:: Task directions ::
Copy each entry as it stands, leaving nothing out.

┌────────

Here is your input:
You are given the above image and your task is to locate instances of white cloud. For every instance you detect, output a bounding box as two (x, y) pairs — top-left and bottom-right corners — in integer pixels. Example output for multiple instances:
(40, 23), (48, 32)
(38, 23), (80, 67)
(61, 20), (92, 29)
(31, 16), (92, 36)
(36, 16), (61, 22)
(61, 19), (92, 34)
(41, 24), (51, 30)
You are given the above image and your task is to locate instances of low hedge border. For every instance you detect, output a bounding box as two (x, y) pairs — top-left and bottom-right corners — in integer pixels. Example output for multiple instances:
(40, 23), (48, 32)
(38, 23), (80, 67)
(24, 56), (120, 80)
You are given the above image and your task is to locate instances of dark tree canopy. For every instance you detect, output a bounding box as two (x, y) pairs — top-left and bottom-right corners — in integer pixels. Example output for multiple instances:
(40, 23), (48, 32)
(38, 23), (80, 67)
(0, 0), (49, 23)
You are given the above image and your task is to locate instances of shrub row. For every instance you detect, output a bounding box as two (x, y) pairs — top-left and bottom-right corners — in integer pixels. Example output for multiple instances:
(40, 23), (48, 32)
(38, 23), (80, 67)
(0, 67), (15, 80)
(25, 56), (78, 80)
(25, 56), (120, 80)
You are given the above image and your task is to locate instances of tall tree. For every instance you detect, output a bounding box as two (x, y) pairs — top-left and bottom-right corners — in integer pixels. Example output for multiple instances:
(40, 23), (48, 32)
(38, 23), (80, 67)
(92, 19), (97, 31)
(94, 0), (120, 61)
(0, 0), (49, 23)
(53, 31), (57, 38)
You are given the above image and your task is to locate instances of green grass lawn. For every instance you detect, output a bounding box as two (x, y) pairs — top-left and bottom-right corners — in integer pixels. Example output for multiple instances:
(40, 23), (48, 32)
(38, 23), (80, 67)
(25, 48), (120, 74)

└────────

:: Full output ::
Here is your input:
You are given the above image and your task is to locate instances of white cloud. For every instance you detect, output a bounding box as two (x, y) pairs — top-left and bottom-right corners — in integer pixels. Example output for multiple instances:
(40, 23), (48, 32)
(38, 23), (80, 67)
(61, 20), (92, 29)
(31, 16), (92, 36)
(36, 16), (61, 22)
(61, 19), (92, 34)
(41, 24), (51, 30)
You are given the above image and your task is to locate instances of low hedge border. For every instance you detect, output a bounding box as two (x, y) pairs — top-left and bottom-right corners — in integer pixels. Example output for multiple instances:
(40, 23), (48, 32)
(38, 23), (80, 67)
(24, 56), (120, 80)
You are given the above image and your task is to locate instances of dark tree canopy. For every instance you detect, output a bounding box as two (x, y) pairs — top-left and bottom-right corners — in integer pixels. Example output for multiple instances:
(40, 23), (48, 32)
(38, 23), (80, 67)
(0, 0), (49, 23)
You are given the above image and your task is to locate instances of shrub row. For every instance you detect, output a bounding box as two (x, y) pairs — top-left and bottom-right corners — in integer pixels. Example output for multiple instances:
(40, 23), (48, 32)
(38, 23), (80, 67)
(0, 67), (15, 80)
(25, 56), (78, 80)
(25, 56), (120, 80)
You are given the above image and your task is to locate instances of tall tree. For every instance you detect, output a bounding box as two (x, y) pairs — top-left and bottom-right corners — in integer pixels. Example output for multiple instances:
(40, 23), (48, 32)
(38, 23), (80, 67)
(92, 19), (97, 31)
(94, 0), (120, 61)
(0, 0), (49, 23)
(53, 31), (57, 38)
You are given the above image and your task is to locate instances of green grass lawn. For every instance you detect, output a bounding box as two (x, y) pairs — top-left and bottom-right corners — in integer pixels. Example output for multiple instances:
(40, 23), (48, 32)
(38, 23), (80, 67)
(25, 48), (120, 74)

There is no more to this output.